>> Begin Data for processing

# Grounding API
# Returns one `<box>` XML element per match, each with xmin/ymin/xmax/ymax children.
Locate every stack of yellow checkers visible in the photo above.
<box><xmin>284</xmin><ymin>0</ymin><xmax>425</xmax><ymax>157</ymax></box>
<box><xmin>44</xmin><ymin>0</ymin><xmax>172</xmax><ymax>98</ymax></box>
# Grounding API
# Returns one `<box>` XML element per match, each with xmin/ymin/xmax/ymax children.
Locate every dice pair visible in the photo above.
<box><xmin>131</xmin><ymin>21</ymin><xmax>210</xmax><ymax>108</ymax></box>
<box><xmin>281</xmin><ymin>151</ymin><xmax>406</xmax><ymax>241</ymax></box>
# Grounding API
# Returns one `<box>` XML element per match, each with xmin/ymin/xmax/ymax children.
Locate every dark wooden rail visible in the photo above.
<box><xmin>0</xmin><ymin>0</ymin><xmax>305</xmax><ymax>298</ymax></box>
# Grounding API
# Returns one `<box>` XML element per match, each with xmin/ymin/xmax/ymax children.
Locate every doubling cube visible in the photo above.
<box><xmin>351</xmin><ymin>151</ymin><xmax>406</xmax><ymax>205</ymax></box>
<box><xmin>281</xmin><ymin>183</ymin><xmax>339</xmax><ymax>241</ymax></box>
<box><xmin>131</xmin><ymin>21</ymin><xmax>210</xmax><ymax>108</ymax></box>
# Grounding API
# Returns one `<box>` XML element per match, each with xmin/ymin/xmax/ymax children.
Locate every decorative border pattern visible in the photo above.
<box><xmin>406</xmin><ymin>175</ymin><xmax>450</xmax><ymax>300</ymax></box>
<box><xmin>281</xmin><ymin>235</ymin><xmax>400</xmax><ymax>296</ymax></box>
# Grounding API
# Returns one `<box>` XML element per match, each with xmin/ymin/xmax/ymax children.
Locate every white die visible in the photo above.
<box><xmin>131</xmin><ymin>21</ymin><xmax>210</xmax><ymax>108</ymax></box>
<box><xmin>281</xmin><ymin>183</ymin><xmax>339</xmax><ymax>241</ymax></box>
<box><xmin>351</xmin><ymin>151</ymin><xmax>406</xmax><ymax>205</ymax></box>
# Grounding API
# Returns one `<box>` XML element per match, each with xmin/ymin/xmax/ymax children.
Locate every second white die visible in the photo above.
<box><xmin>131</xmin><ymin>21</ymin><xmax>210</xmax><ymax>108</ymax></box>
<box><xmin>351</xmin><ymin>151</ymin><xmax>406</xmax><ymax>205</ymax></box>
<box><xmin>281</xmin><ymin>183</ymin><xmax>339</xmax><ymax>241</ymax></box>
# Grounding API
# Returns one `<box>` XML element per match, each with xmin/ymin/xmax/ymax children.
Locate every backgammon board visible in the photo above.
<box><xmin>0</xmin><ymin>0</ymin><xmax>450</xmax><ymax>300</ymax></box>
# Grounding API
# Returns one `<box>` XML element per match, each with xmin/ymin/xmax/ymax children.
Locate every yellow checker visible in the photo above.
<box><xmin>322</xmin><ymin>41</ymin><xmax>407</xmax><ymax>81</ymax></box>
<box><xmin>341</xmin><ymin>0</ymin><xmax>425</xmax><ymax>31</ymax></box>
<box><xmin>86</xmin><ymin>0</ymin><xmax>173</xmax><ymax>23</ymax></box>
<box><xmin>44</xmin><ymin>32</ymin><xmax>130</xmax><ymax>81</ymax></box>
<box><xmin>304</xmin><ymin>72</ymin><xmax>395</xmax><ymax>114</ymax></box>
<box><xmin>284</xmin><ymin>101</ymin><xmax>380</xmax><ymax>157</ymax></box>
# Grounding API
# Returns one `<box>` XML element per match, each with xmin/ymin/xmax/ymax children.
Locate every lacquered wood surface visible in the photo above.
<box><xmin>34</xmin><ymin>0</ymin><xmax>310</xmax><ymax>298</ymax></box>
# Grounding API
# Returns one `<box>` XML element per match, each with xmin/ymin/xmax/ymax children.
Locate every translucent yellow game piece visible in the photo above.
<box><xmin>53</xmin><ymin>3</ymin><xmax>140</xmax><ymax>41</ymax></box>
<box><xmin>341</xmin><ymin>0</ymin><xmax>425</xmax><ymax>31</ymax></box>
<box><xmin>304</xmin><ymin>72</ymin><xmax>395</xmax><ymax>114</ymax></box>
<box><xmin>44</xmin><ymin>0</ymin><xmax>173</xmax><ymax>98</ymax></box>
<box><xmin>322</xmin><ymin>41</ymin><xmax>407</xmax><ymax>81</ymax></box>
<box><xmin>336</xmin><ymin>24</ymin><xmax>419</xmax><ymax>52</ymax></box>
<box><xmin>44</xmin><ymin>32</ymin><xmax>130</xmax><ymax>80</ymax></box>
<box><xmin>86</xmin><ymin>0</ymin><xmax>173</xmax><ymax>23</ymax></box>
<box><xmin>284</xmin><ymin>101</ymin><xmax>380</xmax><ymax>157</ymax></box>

>> End Data for processing
>> Begin Data for processing

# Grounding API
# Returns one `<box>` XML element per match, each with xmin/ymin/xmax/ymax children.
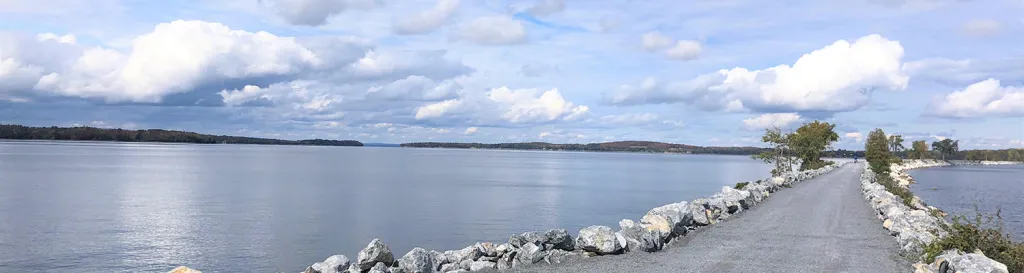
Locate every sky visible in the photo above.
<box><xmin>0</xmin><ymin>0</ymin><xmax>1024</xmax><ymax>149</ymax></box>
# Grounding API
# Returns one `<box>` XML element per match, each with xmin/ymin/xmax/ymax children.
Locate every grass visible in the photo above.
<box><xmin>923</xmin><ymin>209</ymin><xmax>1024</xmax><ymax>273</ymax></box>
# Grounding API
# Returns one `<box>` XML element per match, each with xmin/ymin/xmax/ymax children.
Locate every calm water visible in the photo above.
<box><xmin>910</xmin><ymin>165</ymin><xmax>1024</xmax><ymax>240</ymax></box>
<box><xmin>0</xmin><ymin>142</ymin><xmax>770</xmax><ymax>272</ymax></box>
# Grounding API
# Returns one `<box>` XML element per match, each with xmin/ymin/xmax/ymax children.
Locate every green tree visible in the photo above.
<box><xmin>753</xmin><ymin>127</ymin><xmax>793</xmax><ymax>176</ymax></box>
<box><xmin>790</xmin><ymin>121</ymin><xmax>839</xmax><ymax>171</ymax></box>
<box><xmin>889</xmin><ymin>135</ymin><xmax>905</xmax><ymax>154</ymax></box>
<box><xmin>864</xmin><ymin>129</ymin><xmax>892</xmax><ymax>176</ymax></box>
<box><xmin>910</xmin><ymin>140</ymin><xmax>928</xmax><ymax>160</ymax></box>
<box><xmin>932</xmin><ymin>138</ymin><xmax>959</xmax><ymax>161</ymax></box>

>> End Data for processing
>> Begin Data for processing

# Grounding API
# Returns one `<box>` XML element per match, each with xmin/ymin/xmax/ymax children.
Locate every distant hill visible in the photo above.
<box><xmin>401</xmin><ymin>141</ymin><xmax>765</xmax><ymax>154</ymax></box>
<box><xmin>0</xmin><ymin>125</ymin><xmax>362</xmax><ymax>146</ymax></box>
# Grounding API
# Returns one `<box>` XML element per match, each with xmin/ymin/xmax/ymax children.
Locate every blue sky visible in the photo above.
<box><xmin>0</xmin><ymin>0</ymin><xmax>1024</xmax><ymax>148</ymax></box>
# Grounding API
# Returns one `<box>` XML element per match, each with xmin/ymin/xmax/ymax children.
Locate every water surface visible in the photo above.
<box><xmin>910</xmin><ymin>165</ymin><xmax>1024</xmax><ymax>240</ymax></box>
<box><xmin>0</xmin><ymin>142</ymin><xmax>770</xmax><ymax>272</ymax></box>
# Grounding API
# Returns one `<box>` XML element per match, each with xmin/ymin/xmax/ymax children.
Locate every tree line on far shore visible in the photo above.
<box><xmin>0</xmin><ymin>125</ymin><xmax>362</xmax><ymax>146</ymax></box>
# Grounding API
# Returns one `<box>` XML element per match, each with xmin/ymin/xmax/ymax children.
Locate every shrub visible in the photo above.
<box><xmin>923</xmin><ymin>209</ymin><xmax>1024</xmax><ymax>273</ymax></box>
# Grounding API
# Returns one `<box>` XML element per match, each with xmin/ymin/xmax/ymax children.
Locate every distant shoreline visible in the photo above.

>> End Data for processing

#### [Direction]
Pick out each line in the rows above that contains the string "water", and copy those lines out in full.

#### [Exercise response]
Locate every calm water visible in the photo above.
Locate every water surface visible in the photo above.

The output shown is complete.